Texte fourni:
B. UNE ÉROSION DE L'EFFORT D'ÉQUIPEMENT QUI PROVOQUE UN AFFAIBLISSEMENT CAPACITAIRE
De 1997
à 2002, le budget de la défense a légèrement
régressé, alors que la simple actualisation en fonction de
l'indice des prix aurait représenté une hausse de 6%. C'est donc,
en monnaie constante
, un
recul significatif
qui a
été enregistré au cours de ces six dernières
années,
de l'ordre de 6% pour l'ensemble du budget de la
défense
, hors pensions, et
d'environ 14% pour les dépenses
d'équipement
.
Cette érosion n'a pas de justification stratégique
. Durant
ces six années, nos armées ont participé à deux
opérations de guerre et ont été engagées sur les
théâtres extérieurs à un niveau
inégalé depuis plusieurs décennies. Crises
régionales, terrorisme international et prolifération des armes
de destruction massive et de leurs vecteurs ont démontré les
limites des « dividendes de la paix ».
Elle n'a
pas davantage de justification économique et
financière
. Durant la même période, notre pays a
bénéficié d'une croissance soutenue qui permettait
pleinement le respect des engagements pris en 1996.
Elle résulte donc d'un choix purement politique que votre commission des
affaires étrangères, de la défense et des forces
armées et le Sénat ont régulièrement
désapprouvé.
Votre rapporteur souhaite ici illustrer cette évolution par quelques
données succinctes, car ses conséquences vont durablement peser
sur le niveau de nos capacités de défense et conditionnent
très largement le contexte dans lequel se présente le projet de
loi de programmation militaire 2003-2008.
1. Un recul de la défense dans l'ordre des priorités gouvernementales
Telle
que la calcule l'OTAN, la
part des dépenses de défense dans le
PIB français
est passée en dessous de 2% dès 1998 pour
atteindre
1,7% en 2001
. Cette diminution n'est pas propre à la
France, mais de tous les pays de l'OTAN, c'est bien en France que le recul a
été le plus fort au cours des cinq dernières
années, nous plaçant loin derrière le Royaume-Uni dont les
dépenses de défense représentaient 2,28% du PIB en 2001.

Bloc de données:
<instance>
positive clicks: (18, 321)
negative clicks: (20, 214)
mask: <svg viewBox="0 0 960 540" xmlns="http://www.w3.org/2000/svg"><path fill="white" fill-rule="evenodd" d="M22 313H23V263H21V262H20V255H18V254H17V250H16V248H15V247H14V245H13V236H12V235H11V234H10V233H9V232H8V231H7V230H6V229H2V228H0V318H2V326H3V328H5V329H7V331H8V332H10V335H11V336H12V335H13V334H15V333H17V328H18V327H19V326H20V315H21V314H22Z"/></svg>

Consigne A:
Pour chacune des affirmations suivantes sur le texte fourni, répondez par oui ou par non et citez les mots du texte qui tranchent. (i) Entre 1997 et 2002, le budget de la défense a augmenté. (ii) Selon le calcul de l'OTAN, la part des dépenses de défense dans le PIB français était de 1,7 % en 2001. (iii) Les dépenses d'équipement ont reculé d'environ 6 % en monnaie constante.
Consigne B:
Relevez toutes les valeurs en pourcentage distinctes qui figurent dans le texte fourni.

Corrigé A:
(i) Non : « le budget de la défense a légèrement régressé ».
(ii) Oui : « Telle que la calcule l'OTAN, la part des dépenses de défense dans le PIB français est passée en dessous de 2% dès 1998 pour atteindre 1,7% en 2001 ».
(iii) Non : « d'environ 14% pour les dépenses d'équipement ».

Corrigé B:
6%, 14%, 2%, 1,7%, 2,28%